Teks Bacaan
Menteri Luar Negeri Mesir Sameh Shoukry mengatakan setiap serangan darat Israel di Rafah akan menimbulkan “konsekuensi yang menghancurkan,” dan menegaskan bahwa Israel bertujuan untuk memaksa warga Palestina keluar dari tanah mereka.
Mediator lainnya, Qatar, memperingatkan akan adanya bencana jika Israel melancarkan serangan di Rafah, dan Arab Saudi memperingatkan “dampak yang sangat serius.” Bahkan terdapat peningkatan perselisihan antara Netanyahu dan Amerika Serikat, yang para pejabatnya mengatakan bahwa invasi Rafah tanpa rencana terhadap penduduk sipil akan menyebabkan bencana.
Israel telah melakukan serangan udara di Rafah hampir setiap hari, bahkan setelah meminta warga sipil dalam beberapa pekan terakhir untuk mencari perlindungan di sana dari pertempuran darat yang terjadi di Khan Younis di utara.
Menurut seorang pejabat kesehatan dan jurnalis Associated Press yang melihat mayat-mayat tersebut tiba di rumah sakit, emalam hingga Sabtu, tiga serangan udara terhadap rumah-rumah di daerah Rafah menewaskan 28 orang. Setiap serangan menewaskan beberapa anggota dari tiga keluarga, termasuk 10 anak, yang termuda berusia 3 bulan.

Tugas Latihan
Lanjutkan teks tentang serangan Israel di Rafah, mulai setelah kalimat terakhirnya. Data sama sekali tidak dipakai dalam tugas ini.

Data Sumber
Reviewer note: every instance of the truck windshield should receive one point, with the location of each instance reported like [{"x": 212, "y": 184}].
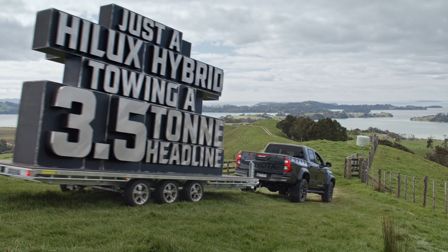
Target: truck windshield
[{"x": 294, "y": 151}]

Hasil Jawaban
Salah satu warga, Fadel Al-Ghannam mengatakan satu serangan mencabik-cabik tubuh orang yang dicintainya. Dia kehilangan putra, menantu perempuan, dan empat cucunya.
Ia khawatir hal yang lebih buruk akan terjadi dengan adanya invasi darat ke Rafah, dan mengatakan bahwa sikap diam dunia telah memungkinkan Israel untuk melanjutkan tindakannya.
Menurut Ahmed Al-Soufi, kepala kotamadya Rafah, pada Sabtu malam, serangan udara Israel terhadap sebuah rumah di Rafah menewaskan sedikitnya 11 orang, termasuk tiga anak-anak.
“Korban tewas dibawa ke rumah sakit Abu Youssef Al-Najjar,” kata jurnalis AP di sana.
“Inilah yang menjadi sasaran Netanyahu – yaitu warga sipil,” kata seorang tetangga, Samir Abu Loulya.
Menurut pejabat kota, dua serangan lainnya menewaskan dua polisi dan tiga perwira senior di polisi sipil.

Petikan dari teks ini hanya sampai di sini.